What you will do: Copy out each line below exactly as it appears.
::::
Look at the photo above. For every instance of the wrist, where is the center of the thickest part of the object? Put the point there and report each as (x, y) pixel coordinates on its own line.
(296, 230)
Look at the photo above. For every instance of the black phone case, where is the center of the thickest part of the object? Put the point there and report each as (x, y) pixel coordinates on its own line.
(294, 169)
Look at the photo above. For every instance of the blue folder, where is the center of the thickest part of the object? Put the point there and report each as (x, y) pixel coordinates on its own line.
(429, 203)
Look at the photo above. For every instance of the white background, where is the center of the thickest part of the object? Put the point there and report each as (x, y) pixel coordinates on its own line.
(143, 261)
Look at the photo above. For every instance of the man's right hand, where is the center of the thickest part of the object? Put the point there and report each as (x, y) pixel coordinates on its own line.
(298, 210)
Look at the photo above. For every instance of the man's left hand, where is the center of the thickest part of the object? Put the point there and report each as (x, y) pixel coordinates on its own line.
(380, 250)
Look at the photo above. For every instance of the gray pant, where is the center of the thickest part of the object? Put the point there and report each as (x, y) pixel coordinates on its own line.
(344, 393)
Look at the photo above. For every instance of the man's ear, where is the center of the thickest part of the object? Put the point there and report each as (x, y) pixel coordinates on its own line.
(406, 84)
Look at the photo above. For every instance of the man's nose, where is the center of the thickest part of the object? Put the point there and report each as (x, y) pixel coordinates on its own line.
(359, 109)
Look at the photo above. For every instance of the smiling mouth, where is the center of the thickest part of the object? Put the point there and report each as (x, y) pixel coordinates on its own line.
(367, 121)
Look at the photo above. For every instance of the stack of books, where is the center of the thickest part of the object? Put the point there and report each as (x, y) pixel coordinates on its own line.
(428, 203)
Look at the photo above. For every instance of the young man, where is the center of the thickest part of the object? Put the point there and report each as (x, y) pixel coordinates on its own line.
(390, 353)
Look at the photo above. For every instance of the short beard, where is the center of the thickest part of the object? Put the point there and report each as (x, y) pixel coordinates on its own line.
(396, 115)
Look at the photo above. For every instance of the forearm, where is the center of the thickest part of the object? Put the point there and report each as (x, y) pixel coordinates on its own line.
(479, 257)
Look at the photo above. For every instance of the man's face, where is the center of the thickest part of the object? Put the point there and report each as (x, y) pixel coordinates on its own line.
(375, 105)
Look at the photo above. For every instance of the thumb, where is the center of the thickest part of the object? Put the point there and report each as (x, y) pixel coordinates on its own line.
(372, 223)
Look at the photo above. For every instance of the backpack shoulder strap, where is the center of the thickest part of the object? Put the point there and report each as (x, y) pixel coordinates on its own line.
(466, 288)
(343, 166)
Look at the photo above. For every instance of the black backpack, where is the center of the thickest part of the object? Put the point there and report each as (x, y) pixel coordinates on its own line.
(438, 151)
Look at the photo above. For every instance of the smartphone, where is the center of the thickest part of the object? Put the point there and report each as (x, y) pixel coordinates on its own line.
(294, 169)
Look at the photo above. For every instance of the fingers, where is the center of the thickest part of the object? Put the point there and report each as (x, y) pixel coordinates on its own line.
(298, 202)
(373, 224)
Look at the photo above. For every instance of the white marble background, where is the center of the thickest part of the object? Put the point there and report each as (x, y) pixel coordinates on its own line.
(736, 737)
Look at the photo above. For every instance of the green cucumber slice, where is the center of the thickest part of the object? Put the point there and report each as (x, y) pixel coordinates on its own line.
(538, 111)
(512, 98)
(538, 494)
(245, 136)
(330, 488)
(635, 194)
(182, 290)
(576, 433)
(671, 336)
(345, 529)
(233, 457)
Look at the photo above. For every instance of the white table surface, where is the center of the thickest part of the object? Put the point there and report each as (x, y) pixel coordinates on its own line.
::::
Result for this task:
Look at the photo above. For every instance of the wrist, where is the center of the thickest part of the object? Put the point there and report each as (x, y) pixel coordinates on its own line.
(296, 230)
Look at the photo above. For every instance of the black phone case, where is the center of the thickest part of the object? Put the point there and report each as (x, y) pixel coordinates on its own line.
(294, 169)
Look at the photo above. For every instance of the blue folder, where is the center of the thickest part of the object? Put the point there and report each as (x, y) pixel coordinates on its own line.
(429, 203)
Look at the photo above. For every instance of the white background, where is the center of the thickest part of the object? Put the point there and report each as (x, y) pixel coordinates on its own line.
(143, 261)
Look at the photo above. For every instance of the man's right hand, where is the center of the thickest part of the object? Put the point there and report each as (x, y) pixel coordinates on its own line.
(298, 210)
Look at the photo above. For every instance of the man's left hand, where is the center of the thickest part of the object? Put the point there and report each as (x, y) pixel coordinates on its own line.
(380, 250)
Look at the photo above. For every instance of the gray pant, where is the center of the thickest part of the object? Put the point there and report each as (x, y) pixel coordinates on its own line.
(344, 393)
Look at the photo above. For every instance of the man's ear, where is the center of the thickest part of the object? Put the point there and report each as (x, y) pixel coordinates on its own line.
(406, 84)
Look at the photo above. For every instance of the man's nose, where is the center of the thickest part of the object? Put the point there and report each as (x, y) pixel coordinates on its own line.
(359, 109)
Look at the photo above. For every instance of the smiling mouth, where is the center of the thickest part of the object? Put the point there and report each as (x, y) pixel coordinates on its own line.
(367, 121)
Look at the photo above. For every instance of the stack of books, where is the center of the thickest part of the object? Put the point there and report each as (x, y) pixel coordinates on its own line.
(428, 203)
Look at the photo above. For every instance of the young man, where is the center of the thickest part of the object? Put the point there and report each as (x, y) pixel coordinates on its own line.
(390, 353)
Look at the photo above. For every instance of the short beard, where is the center of the thickest part of the object? Put the point there and report each as (x, y) pixel coordinates on its own line.
(396, 115)
Look at the photo above. For every instance of the forearm, where is the center of the thickest part of the object? Put the point there and report each as (x, y) pixel coordinates on its own line.
(479, 257)
Look at the photo above. For every instance of the man's face, where is the center of the thickest part of the object? Put the point there and report each as (x, y) pixel coordinates on its own line.
(375, 105)
Look at the photo above. For every instance of the thumb, where is the center of the thickest part of the object? Put the point there and report each as (x, y) pixel coordinates on its own line.
(372, 223)
Look at the photo above. For every instance of the backpack shoulder strap, where is the center of the thickest part of the object? Put the point there and report each as (x, y) pixel coordinates on its own line.
(466, 288)
(343, 166)
Look at the photo above. For every instance of the black backpack, where is the center of the thickest part of the object? Put the point there and report each as (x, y) pixel coordinates on its own line.
(438, 151)
Look at the photo above. For every instance of the smartphone, where is the center of the thickest part of the object? Put the point there and report each as (x, y) pixel coordinates on its own line.
(294, 169)
Look at the photo above. For every instance of the fingers, where is the center of the thickest part of the object? Put the point there and report each as (x, y) pixel coordinates on its own line.
(298, 202)
(373, 224)
Look at the photo above. For every instance of the white marble background, where is the center of the thickest part of the object? Put the point there and report each as (x, y) pixel coordinates on its own line.
(736, 737)
Look at the photo above. For every instance of the green cucumber slice, where is the center of the thickest part of the object? Put the point there and report each as (x, y) pixel coordinates on its own line.
(538, 111)
(512, 98)
(538, 494)
(245, 136)
(330, 488)
(635, 194)
(182, 290)
(576, 433)
(671, 336)
(345, 529)
(233, 457)
Look at the photo above. For every instance of the white table surface, where is the center of the thickest part of the object? Put the point there and report each as (x, y) pixel coordinates on its own line.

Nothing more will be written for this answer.